----- Input material

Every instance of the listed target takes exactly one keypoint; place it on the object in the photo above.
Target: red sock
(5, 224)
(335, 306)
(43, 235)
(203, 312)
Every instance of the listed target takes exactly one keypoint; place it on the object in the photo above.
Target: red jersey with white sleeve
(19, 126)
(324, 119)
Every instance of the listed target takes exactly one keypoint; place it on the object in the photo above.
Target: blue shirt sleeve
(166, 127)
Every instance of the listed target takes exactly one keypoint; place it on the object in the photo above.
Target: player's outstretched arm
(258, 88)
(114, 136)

----------

_What you need to do:_ Convert every line of the records above into a JSON list of strings, one string per line, omitting any blank lines.

_Problem solution:_
[
  "Every instance of the listed target takes exactly one keypoint; place it on the object in the photo above.",
  "Target: red sock",
  "(5, 224)",
  "(335, 306)",
  "(43, 235)",
  "(203, 312)",
  "Every instance of the listed target takes exactly one keypoint; place it on the object in the photo above.",
  "Target: red jersey with white sleeve",
  "(19, 126)",
  "(324, 119)",
  "Every instance of the listed target takes exactly one keypoint; place it on the object in the photo above.",
  "Target: blue shirt sleeve",
  "(166, 127)",
  "Every instance of the listed target takes exactly one keypoint; place it on the object in the photo above.",
  "Target: player's outstretched arm",
  "(258, 88)",
  "(114, 136)"
]